Task to carry out:
Reproduce each of the following records without any deviation.

[Collection entries]
=== Begin Enclosure ===

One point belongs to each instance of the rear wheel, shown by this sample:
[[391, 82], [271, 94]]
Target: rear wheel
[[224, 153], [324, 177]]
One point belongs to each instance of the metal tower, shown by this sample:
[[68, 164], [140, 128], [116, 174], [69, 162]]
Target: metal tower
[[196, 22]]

=== End Enclosure ===

The answer:
One point belongs to each instance of the rear wheel, shown by this sample:
[[391, 82], [271, 94]]
Target: rear wheel
[[224, 153], [324, 177]]
One point belongs to each instance of the metal tower, shown by this sample:
[[68, 164], [140, 128], [116, 174], [69, 162]]
Target: metal tower
[[196, 22]]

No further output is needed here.